Core PCE data to highlight the dollar resurgence chances
Core PCE inflation data should help us further shape our view on whether we are at the beginning of another dollar resurgence
Rising yields a warning sign for markets
Market sentiment has been taking a turn for the worst of late, with US equities particularly feeling the pinch. This has a footing in interest rate expectations, with the FOMC minutes highlighting the willingness to continue pushing rates up upwards in a bid to combat inflation. It is a curious time for traders, as they attempt to ascertain how markets will approach each piece of news. By and large, the market outlook is based on inflation. If inflation is moving sharply lower, then traders are allowed some optimism around strong economic data. However, the slowdown we have seen in US disinflation instead provides a backdrop where each positive economic reading is seen as a source of greater concern given the perception that it allows the Federal Reserve more room to tighten without risk of economic collapse.

--

(WORK REQUIRED) Write the next part of the article on core PCE data and the dollar, starting after its last sentence.

(Natural-language object grounding records)
--

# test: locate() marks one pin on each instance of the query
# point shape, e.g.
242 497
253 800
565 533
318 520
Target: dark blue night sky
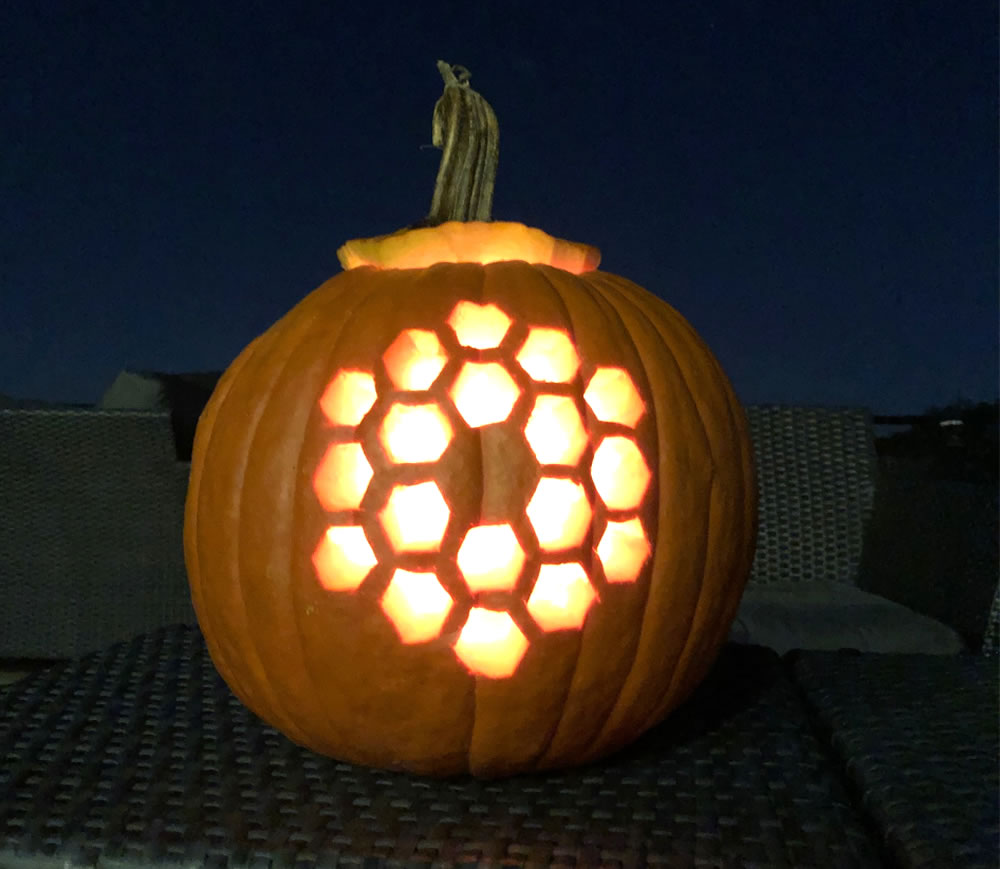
814 185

--

(RESPONSE TO THIS EXERCISE)
As ever, the US 10-year yield provides us with a very useful gauge of market perception, with the muted pullback seen in comparison to the dollar signalling the risk of another risk-off move ahead. The negative correlation between the dollar and the 10-year yield is clear, but the disproportionately smaller pullback does highlight a feeling that we could soon see a risk-off move come into play. With the US 10-year seemingly having bottomed out here, there is a strong case for a resurgence in the dollar which looks oversold. However, much of this comes down to the continued slowdown in the rate of disinflation. A strong move lower for inflation raises hopes of a swift return to easy monetary policy from the Fed. However, flatlining or rising inflation poses a significant risk that the Federal Reserve will need to push rates higher for longer in a bid to bring price growth back down to normal.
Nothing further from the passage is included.